Directives —
1 > Copy part of the review text, switching "Reviewer #2" to "Reviewer #3". Begin at the words "https://doi.org/10.7554/eLife.74816.sa1" and stop after "good or better.".
2 > According to the review text, which figure shows the ring-topology version of the model?

**** Document section ****

Verify if your statistical/numerical methods are not violated by homogeneity and independence (e.g. a delay in tempo is often compensated by the performer in the following attacks).

Try to communicate and describe the musical/performative effect of the results to open a dialogue with researchers in the music field.

https://doi.org/10.7554/eLife.74816.sa1

Author response

Essential revisions:

1) The data do fit, to some extent, the proposed hypothesis (response to the mean of all neighbors). However, as noted by Reviewer #2, there are alternative hypotheses which may be as good or better.

We agree and we included a discussion of alternative mechanisms and scenarios (bottom of page 3, the bottom of page 8, the end of first paragraph on page 16, the end of paragraph 1 on page 18, end of paragraph 2 on page 15, and of course the whole new section 3.1). We consider the mean field approach to be the most likely for the present scenario because the task makes it hard to pay selective attention to individual participants. We discussed the role of individual heterogeneity and spatial separation in breaking symmetry and creating affordances for more interesting forms of coordination. An additional argument is provided by comparing different versions of the model. We included a neighbour-only coupling (ring topology) version of the model which does not correspond well to the empirical data. We showed this in Figure 3—figure supplement 2B.

2) The fact that the 'agents' could see as well as hear each other poses some problems for adapting the Kuramoto model correctly. Moreover, selective attention (to only some neighbors) has not been dealt with in the proposed hypotheses or in the perceptual and response mechanisms of the individual agents. The issue that individuals might have adapted more strongly to the output of their neighbours should be discussed in the article.

**** Information given ****

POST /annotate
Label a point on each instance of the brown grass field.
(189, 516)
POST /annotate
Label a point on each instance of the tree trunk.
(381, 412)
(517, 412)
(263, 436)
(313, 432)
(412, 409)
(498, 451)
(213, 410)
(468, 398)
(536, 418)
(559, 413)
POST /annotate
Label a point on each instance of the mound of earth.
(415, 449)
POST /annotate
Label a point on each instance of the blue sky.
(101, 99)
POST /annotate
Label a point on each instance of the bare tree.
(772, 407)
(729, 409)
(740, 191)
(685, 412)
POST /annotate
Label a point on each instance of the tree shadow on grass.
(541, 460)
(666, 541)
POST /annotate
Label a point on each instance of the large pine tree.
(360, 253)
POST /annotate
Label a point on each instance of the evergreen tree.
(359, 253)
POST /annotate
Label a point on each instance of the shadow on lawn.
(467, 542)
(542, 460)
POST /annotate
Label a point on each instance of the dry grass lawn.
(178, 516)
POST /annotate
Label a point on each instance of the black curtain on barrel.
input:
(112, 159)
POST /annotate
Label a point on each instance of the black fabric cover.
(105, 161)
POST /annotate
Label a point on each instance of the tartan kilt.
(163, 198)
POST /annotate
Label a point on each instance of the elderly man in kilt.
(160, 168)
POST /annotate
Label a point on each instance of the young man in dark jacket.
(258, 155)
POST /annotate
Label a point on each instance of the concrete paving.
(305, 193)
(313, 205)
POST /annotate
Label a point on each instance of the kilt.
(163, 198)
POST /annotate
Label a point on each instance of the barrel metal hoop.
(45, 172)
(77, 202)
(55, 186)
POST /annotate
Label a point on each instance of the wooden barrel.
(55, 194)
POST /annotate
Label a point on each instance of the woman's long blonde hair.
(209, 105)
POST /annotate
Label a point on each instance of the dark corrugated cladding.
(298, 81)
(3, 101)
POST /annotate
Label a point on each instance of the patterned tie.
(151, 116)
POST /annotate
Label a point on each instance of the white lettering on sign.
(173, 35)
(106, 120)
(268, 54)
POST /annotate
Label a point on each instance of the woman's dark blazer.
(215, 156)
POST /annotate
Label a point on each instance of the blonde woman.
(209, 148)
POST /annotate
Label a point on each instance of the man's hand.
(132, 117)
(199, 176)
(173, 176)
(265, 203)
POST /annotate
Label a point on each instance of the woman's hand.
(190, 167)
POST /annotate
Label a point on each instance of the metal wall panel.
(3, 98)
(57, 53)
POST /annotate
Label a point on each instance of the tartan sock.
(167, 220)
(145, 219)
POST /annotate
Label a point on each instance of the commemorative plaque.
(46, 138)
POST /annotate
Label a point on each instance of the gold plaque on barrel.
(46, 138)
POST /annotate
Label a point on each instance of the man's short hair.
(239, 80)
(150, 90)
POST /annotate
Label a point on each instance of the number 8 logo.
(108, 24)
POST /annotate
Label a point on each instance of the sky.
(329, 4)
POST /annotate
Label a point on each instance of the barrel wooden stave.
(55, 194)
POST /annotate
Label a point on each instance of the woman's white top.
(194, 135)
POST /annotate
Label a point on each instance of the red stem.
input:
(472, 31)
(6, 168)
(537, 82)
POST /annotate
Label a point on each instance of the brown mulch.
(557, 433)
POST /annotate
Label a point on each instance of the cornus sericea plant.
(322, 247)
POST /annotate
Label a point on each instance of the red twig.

****

Response list —
1 >
https://doi.org/10.7554/eLife.74816.sa1

Author response

Essential revisions:

1) The data do fit, to some extent, the proposed hypothesis (response to the mean of all neighbors). However, as noted by Reviewer #3, there are alternative hypotheses which may be as good or better.

2 > Figure 3—figure supplement 2B.